AIM OF THE TASK =>
Pull out every line of the records below that contains the string "pavement". Matching is case-sensitive.
============
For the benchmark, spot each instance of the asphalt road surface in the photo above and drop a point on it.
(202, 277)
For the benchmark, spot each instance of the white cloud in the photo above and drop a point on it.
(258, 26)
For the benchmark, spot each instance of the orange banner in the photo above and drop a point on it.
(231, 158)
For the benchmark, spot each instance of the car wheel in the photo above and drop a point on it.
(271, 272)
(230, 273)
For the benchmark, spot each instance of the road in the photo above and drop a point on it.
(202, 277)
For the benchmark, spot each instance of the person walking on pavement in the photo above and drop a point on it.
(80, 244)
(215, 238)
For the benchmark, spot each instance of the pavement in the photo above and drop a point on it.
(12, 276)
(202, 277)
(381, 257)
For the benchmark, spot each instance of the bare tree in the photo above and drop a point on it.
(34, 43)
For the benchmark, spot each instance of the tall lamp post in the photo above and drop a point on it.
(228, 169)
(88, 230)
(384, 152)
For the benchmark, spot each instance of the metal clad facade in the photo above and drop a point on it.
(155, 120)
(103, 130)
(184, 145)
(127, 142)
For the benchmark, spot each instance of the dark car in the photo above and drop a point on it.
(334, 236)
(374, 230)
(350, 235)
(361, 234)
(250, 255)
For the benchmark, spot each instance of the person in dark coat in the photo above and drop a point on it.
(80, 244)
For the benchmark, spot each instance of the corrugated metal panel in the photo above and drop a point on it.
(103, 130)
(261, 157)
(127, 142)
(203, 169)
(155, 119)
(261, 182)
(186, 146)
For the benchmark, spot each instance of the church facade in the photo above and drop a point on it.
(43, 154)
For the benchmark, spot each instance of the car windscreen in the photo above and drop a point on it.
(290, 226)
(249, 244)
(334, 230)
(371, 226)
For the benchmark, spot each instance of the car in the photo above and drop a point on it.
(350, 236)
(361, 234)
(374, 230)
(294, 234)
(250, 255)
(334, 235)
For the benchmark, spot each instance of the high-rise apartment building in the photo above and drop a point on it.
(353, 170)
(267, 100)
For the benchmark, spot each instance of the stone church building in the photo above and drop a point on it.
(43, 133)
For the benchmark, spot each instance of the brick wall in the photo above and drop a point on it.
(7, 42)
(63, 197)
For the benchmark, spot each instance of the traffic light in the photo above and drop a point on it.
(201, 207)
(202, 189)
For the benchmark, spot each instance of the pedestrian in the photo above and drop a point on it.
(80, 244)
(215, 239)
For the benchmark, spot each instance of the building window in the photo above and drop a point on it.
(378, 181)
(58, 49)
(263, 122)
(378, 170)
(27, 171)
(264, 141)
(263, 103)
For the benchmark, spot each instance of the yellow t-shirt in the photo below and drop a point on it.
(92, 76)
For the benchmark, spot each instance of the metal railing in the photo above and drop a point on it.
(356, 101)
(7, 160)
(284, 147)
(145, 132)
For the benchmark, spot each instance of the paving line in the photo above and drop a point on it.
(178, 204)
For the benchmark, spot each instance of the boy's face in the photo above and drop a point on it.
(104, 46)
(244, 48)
============
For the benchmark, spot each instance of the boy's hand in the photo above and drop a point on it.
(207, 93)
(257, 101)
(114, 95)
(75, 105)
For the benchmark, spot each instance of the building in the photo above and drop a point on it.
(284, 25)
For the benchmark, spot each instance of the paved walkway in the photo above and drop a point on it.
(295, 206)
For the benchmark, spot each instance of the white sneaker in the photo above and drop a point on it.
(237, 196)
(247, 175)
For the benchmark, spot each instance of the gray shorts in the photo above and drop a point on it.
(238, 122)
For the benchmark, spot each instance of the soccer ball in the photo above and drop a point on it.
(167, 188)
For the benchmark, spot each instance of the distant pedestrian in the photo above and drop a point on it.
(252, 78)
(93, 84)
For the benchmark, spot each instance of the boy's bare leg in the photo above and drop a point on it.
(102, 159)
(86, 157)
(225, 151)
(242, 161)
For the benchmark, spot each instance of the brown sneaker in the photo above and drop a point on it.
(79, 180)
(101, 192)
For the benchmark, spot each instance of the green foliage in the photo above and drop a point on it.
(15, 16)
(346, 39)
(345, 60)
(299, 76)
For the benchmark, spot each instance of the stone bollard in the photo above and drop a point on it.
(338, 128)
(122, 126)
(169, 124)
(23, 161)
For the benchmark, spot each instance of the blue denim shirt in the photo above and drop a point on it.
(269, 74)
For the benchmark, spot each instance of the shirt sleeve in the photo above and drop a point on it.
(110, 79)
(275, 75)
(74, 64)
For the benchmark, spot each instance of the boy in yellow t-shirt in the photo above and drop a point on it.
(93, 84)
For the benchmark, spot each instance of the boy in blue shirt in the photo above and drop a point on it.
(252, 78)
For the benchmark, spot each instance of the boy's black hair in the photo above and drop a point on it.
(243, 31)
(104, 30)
============
ANSWER TO THE EXERCISE =>
For the benchmark, spot each instance of the person walking on pavement in the photo above and drop a point on it.
For the benchmark, spot each instance of the pavement in the photo above and drop a point on it.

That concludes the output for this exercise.